Stored items
------------------------------------------------

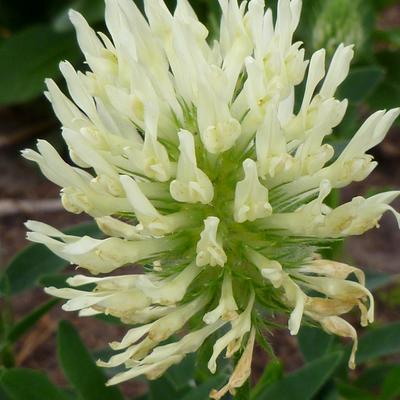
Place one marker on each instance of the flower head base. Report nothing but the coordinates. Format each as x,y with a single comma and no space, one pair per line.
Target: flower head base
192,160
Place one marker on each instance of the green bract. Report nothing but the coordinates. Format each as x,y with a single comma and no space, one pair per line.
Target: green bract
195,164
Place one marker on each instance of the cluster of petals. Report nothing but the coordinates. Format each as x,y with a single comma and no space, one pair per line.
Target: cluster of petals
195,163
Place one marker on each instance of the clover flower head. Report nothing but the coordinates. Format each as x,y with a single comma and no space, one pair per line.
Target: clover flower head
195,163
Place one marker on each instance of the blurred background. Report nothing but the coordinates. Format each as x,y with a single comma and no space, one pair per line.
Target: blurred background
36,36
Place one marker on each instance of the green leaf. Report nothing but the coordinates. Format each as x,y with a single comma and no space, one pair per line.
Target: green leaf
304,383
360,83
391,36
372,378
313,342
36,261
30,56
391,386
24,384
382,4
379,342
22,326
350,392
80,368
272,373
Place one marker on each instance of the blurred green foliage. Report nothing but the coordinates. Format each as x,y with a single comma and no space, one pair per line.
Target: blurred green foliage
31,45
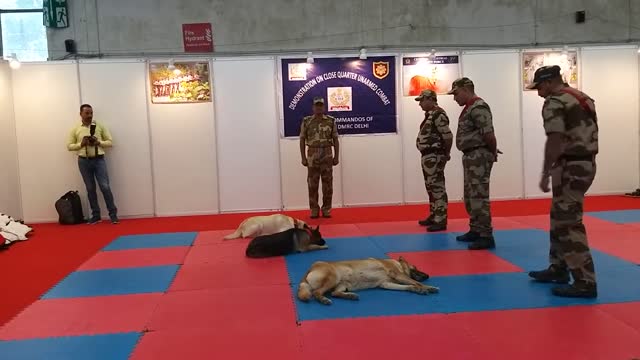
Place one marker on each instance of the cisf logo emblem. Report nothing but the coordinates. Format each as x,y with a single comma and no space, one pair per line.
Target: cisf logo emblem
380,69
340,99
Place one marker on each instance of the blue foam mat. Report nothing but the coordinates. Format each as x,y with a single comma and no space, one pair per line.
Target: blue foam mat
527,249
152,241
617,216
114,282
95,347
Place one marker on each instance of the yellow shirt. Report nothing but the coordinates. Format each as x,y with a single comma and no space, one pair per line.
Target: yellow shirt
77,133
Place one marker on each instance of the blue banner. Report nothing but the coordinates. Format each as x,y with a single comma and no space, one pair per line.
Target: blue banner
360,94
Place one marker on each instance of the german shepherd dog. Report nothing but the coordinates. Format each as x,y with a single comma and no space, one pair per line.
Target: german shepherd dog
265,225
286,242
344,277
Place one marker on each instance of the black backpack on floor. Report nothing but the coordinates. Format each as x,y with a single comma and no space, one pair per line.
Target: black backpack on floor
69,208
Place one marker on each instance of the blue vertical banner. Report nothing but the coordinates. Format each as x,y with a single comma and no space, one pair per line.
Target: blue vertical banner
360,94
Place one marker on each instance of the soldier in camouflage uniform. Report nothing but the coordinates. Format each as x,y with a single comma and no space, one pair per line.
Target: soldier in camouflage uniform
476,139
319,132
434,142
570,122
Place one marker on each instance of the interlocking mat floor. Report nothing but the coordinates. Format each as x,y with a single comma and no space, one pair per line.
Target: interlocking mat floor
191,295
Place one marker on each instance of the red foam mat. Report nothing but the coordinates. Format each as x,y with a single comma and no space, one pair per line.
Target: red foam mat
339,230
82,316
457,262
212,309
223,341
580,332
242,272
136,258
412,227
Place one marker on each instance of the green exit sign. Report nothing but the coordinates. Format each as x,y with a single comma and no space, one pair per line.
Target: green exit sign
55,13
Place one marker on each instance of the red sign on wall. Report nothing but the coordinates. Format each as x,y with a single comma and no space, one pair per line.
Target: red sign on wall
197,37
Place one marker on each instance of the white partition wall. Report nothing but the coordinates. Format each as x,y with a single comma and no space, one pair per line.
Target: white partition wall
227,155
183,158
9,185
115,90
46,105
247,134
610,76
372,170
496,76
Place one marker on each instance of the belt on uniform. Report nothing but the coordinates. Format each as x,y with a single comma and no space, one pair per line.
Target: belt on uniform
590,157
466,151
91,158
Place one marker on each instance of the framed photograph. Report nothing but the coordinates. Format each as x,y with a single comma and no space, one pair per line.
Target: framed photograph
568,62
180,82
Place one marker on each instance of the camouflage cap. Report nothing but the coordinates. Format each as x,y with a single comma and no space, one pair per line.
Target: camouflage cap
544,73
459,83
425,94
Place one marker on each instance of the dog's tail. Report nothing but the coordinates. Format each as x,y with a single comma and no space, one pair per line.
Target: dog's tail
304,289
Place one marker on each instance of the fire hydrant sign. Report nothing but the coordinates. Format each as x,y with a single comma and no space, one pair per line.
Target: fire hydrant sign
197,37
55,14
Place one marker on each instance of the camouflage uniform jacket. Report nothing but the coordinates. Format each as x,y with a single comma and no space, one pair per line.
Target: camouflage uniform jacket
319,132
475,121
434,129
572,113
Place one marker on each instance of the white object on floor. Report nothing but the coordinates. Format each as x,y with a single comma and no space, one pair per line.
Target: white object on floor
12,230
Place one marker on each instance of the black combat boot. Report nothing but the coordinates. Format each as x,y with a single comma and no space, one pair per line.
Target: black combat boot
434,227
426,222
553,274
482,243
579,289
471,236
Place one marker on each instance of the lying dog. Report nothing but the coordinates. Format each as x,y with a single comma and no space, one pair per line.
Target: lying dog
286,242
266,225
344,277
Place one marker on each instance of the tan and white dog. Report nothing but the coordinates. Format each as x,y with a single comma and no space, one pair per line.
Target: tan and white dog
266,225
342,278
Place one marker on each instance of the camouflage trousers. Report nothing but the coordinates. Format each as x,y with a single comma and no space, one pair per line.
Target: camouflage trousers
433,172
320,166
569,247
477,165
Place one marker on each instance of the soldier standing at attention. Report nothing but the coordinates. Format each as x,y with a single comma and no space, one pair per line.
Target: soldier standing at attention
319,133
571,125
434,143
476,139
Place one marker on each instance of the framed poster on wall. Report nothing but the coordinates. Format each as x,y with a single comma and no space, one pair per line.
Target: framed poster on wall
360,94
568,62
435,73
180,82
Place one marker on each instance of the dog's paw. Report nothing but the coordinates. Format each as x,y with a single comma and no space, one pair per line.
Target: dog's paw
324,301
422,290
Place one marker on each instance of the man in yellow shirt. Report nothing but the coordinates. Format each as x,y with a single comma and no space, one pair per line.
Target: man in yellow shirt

------------------------------------------------

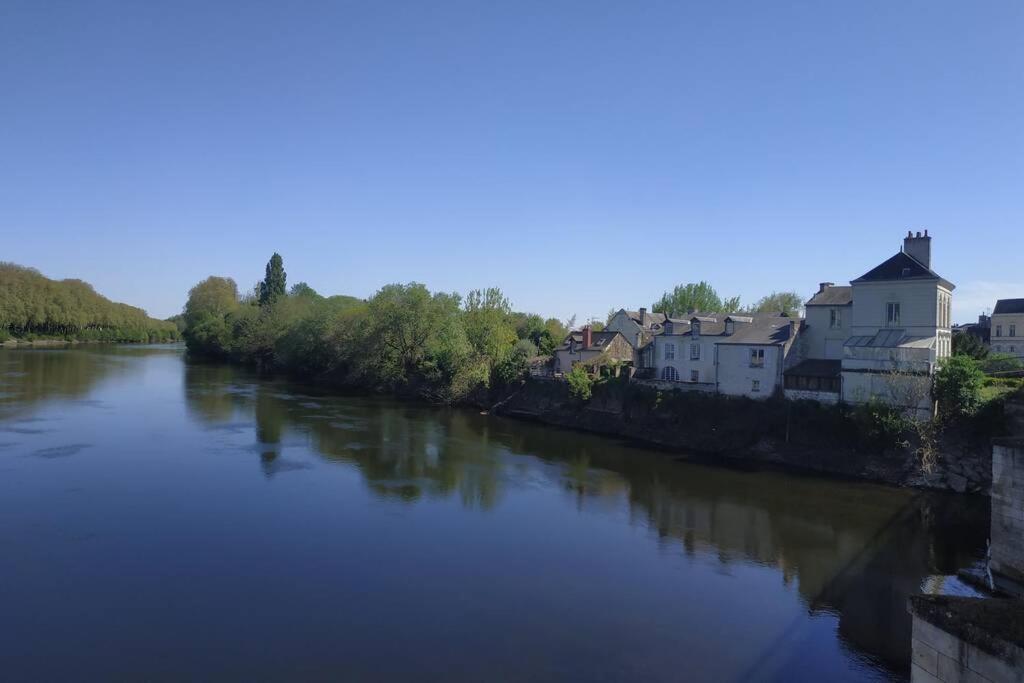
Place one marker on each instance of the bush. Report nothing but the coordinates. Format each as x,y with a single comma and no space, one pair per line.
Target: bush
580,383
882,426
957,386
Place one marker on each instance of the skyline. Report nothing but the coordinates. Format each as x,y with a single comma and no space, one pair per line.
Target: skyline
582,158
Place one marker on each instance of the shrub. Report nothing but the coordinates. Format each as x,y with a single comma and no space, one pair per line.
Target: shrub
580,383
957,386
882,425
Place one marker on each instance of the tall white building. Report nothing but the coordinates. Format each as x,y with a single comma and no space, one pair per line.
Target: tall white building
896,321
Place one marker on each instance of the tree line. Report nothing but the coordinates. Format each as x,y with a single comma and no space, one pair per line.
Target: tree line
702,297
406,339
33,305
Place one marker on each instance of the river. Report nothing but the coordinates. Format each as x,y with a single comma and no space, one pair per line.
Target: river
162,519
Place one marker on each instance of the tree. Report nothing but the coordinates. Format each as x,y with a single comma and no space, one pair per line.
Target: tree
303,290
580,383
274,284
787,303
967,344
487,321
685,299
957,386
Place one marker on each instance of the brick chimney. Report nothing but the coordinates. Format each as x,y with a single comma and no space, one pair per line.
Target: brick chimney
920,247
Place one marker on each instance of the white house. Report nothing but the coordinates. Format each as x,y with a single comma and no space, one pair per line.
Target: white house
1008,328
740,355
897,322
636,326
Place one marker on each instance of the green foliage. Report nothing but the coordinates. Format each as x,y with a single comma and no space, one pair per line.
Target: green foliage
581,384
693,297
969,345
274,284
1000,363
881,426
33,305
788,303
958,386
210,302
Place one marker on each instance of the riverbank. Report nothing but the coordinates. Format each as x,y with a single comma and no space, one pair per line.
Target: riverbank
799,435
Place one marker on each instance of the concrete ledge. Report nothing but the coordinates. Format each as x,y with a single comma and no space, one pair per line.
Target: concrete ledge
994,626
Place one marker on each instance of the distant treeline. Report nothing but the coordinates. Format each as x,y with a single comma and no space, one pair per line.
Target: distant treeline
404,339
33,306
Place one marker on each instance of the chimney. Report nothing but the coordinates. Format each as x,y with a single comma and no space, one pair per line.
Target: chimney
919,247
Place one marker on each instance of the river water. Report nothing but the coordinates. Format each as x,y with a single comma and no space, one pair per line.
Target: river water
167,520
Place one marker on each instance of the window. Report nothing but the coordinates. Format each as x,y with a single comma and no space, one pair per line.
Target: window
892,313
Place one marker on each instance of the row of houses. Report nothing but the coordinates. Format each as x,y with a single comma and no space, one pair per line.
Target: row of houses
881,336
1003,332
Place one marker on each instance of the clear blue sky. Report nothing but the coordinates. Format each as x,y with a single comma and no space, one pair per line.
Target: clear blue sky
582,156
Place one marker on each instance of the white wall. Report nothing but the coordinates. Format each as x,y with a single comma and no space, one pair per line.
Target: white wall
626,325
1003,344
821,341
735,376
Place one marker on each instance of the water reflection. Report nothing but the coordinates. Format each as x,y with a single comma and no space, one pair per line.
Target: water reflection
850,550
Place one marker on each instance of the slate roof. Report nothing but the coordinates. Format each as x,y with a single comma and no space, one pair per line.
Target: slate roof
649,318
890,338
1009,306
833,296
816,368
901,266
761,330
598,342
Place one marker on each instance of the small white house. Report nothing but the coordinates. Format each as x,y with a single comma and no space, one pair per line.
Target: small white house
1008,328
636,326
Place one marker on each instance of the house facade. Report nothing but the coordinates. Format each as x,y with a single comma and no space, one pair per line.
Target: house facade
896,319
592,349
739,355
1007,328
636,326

------------------------------------------------

PROMPT:
Locate every line in the listing above that contains the word "attention" and copy each of those lines in full, treating case as significant.

RESPONSE:
Place one marker on each instance of the soldier standing at attention. Report nothing but the coordinates. Format each as x,y with a single comma and no space, one pair per line.
Target: soldier standing at attention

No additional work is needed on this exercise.